— start Data rows —
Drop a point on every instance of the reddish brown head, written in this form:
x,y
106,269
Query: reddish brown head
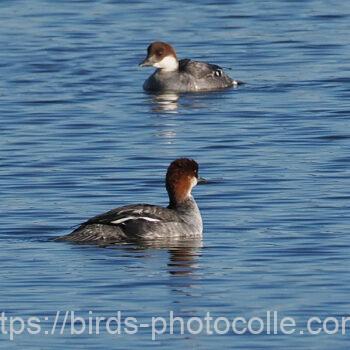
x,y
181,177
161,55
— end Data rows —
— start Data rows —
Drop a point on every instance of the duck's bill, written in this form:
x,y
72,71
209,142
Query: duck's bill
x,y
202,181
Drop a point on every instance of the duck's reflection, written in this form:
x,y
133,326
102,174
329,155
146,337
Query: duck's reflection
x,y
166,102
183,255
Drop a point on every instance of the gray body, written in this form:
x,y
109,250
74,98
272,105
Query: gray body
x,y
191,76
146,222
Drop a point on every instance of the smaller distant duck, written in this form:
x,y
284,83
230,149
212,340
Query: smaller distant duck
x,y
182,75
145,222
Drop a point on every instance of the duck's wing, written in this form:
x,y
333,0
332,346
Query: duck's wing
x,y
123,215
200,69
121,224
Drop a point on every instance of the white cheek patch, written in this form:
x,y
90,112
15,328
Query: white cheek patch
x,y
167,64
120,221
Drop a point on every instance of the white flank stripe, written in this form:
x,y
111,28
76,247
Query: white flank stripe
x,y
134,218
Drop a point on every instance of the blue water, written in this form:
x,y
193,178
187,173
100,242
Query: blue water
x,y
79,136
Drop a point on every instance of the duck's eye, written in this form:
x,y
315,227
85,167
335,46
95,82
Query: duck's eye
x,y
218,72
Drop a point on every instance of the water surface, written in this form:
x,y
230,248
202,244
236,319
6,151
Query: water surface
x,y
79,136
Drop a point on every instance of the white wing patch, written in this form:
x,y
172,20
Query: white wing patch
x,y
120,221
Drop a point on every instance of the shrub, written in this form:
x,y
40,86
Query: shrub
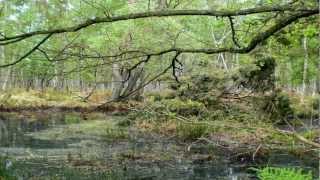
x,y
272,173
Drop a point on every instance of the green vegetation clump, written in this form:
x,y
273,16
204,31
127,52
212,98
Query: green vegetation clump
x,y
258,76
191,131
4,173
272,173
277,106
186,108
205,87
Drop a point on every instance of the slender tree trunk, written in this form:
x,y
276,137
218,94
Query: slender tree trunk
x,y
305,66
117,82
— end Data rows —
### Prompt
Copy each line of the records above that contains the string "patch", one line at a time.

### The result
Drop a point on every instance of the white cheek patch, written in this form:
Query: white cheek patch
Drop a point on every instance of the white wing patch, written in this form:
Query: white wing patch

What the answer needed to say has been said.